**Referring expression data:**

+++

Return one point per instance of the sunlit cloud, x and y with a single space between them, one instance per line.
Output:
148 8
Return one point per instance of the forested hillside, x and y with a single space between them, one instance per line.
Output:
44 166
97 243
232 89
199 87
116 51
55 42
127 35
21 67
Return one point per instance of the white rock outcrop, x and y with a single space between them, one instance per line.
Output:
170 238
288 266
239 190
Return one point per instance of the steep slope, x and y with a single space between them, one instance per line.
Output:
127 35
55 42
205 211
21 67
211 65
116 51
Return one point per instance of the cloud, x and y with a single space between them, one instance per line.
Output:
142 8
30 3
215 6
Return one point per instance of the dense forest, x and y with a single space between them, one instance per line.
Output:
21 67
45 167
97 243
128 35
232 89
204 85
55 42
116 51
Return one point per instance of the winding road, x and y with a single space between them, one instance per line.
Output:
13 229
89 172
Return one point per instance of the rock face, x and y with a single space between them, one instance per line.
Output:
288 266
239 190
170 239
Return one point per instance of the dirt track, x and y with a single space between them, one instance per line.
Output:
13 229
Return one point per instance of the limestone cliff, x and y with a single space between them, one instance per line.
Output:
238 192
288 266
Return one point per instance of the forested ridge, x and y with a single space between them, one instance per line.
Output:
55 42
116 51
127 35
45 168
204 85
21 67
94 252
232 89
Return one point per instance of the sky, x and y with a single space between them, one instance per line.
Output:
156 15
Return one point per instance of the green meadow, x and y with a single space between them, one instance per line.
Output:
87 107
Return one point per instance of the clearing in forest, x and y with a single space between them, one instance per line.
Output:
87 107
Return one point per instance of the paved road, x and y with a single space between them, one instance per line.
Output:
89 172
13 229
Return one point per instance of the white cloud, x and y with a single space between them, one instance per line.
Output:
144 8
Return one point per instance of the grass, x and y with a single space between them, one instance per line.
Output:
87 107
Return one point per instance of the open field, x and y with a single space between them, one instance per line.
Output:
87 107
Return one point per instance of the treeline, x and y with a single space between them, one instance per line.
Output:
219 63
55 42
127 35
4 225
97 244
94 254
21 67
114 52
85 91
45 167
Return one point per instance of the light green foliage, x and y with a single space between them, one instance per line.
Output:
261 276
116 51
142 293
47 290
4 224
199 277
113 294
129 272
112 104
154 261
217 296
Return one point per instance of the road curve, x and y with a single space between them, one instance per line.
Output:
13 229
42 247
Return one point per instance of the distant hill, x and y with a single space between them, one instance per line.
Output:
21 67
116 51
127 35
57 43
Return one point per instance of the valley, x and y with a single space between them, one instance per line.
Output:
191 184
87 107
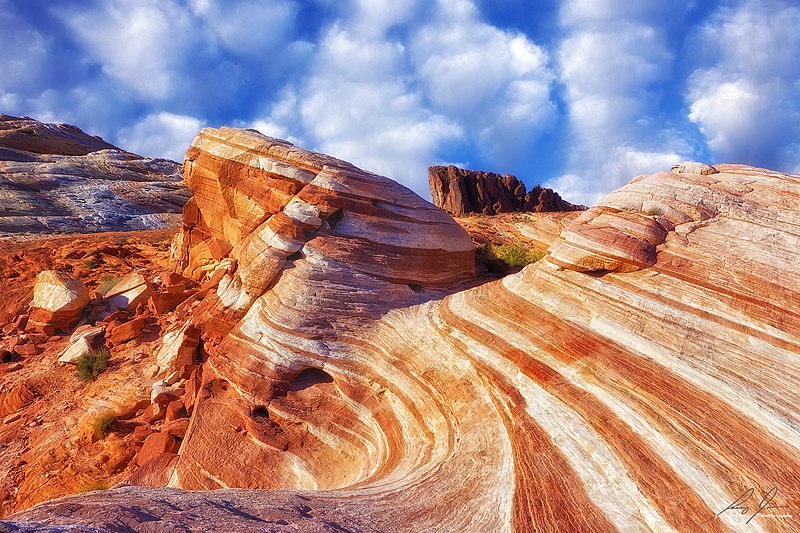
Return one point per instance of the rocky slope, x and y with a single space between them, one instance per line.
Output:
642 378
58 179
460 192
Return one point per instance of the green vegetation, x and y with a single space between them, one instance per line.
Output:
102 424
91 364
499 259
107 282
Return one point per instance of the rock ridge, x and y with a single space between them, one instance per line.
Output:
641 378
460 191
54 178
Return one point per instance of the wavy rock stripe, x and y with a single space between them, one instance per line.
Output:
648 399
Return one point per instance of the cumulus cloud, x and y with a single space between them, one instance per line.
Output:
160 135
393 87
745 99
612 60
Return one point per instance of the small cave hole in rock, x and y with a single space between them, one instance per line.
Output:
308 378
260 411
295 256
335 217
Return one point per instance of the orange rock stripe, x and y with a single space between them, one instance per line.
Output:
676 502
548 494
710 421
785 318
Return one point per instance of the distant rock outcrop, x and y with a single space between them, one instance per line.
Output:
58 179
460 191
641 378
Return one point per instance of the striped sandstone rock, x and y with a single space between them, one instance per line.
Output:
648 396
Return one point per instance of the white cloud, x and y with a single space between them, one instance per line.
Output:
142 45
160 135
248 27
611 58
494 82
622 165
746 101
392 101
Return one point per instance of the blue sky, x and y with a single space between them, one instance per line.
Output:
581 95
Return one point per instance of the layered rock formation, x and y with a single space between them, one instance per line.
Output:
460 191
57 179
613 386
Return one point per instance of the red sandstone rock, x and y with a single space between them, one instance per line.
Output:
552 399
153 412
459 192
175 410
21 395
27 349
156 472
156 445
131 291
121 332
58 299
177 427
140 433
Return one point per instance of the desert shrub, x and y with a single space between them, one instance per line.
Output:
91 364
510 255
102 424
91 262
106 283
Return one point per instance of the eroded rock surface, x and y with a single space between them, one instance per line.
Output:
460 191
57 179
641 399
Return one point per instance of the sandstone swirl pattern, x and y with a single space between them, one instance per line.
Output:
641 378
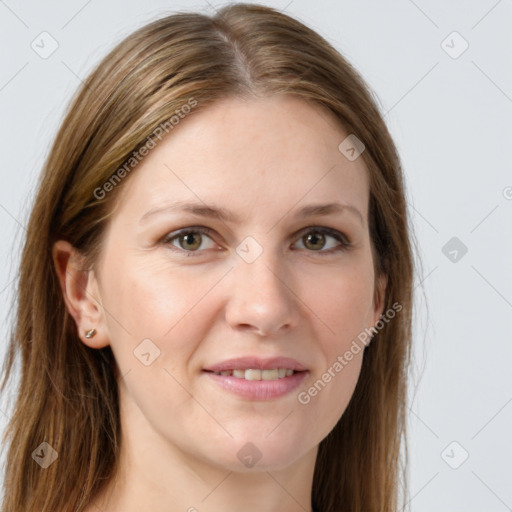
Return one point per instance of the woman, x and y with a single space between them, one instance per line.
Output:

+++

Above are the records; print exactly the lines from the line with "Return one point per instance of the dirt" to the line with "Return one point per instance of the sky, x", including both, and nothing else.

Return one point per instance of the dirt track, x and y with a single space between them, one instance per line.
Output:
13 229
Return one point per instance of the limestone cliff, x and y with a single space between them, one instance per line.
Output:
238 192
288 266
Return one point per instance of the forested ridge, x and y with a single space between them, one instance per line.
Output:
55 42
116 51
127 35
45 168
204 85
21 67
94 252
232 89
Return one point per instance of the sky, x and y with a single space between them, one instance per line.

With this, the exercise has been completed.